(INSTRUCTIONS TO FOLLOW) Render into Spanish this sentence from the abstract on rehabilitation after traumatic brain injury: "The control group was wait-listed and received treatment after conclusion of follow-up."

(SELECTED EXCERPT)
______
Objective: To test the effectiveness of a neuropsychologic rehabilitation program consisting of psychotherapy and cognitive remediation in the treatment of the affective and neuropsychologic sequelae of mild-spectrum traumatic brain injury (TBI).
Design: Single-blind randomized, wait-listed controlled trial, with repeated measures and multiple baselines.
Setting: Outpatient clinic in northern New Jersey.
Participants: Twenty persons with persisting complaints after mild and moderate TBI (11 in treatment group, 9 controls).
Interventions: The experimental group received both 50 minutes of individual cognitive-behavioral psychotherapy and 50 minutes of individual cognitive remediation, 3 times a week for 11 weeks. The control group was wait-listed and received treatment after conclusion of follow-up.
Main outcome measures: Symptom Check List-90R General Symptom Index, plus scales of depression, anxiety, coping, attention, and neuropsychologic functioning.
Results: Compared with the control group, the treatment group showed significantly improved emotional functioning, including lessened anxiety and depression. Most significant improvements in emotional distress were noted at 1 month and 3 months posttreatment. Performance on a measure of divided auditory attention also improved, but no changes were noted in community integration scores.
Conclusions: Cognitive behavioral psychotherapy and cognitive remediation appear to diminish psychologic distress and improve cognitive functioning among community-living persons with mild and moderate TBI.
______
(RECORDS SHOWN)
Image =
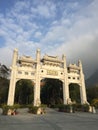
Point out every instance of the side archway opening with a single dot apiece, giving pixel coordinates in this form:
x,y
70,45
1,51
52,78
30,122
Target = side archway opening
x,y
51,92
24,92
74,92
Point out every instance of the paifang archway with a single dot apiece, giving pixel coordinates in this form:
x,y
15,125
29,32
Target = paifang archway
x,y
26,67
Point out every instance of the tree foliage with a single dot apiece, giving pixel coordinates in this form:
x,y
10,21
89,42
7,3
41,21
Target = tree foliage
x,y
24,92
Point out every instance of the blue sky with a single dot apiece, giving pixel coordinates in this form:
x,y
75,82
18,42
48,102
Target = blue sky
x,y
57,27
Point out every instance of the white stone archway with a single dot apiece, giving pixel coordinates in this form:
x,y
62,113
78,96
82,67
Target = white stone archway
x,y
26,67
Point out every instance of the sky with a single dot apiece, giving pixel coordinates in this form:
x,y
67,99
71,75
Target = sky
x,y
57,27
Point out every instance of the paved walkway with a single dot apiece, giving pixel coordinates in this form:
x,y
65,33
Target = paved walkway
x,y
52,120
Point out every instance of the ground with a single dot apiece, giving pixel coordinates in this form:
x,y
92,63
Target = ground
x,y
52,120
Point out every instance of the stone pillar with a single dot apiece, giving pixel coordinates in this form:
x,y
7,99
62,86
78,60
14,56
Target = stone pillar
x,y
82,85
65,83
13,79
37,101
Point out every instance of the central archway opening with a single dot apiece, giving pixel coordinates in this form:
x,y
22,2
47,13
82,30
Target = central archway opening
x,y
24,93
74,92
51,92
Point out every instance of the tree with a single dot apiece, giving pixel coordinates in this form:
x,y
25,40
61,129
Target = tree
x,y
4,71
24,92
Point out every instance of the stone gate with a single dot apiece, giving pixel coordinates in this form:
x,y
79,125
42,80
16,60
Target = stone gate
x,y
25,67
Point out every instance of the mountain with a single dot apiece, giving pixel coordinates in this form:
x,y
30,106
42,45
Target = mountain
x,y
92,80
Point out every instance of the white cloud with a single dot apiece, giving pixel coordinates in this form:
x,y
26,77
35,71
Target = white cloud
x,y
69,28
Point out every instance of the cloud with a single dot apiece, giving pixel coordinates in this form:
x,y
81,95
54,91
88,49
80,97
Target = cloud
x,y
68,27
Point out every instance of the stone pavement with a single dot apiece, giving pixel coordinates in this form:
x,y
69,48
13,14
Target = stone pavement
x,y
52,120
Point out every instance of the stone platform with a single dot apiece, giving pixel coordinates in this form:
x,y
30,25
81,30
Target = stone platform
x,y
52,120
______
(EXPECTED OUTPUT) El grupo de control fue puesto en lista de espera y recibió tratamiento tras la conclusión del seguimiento.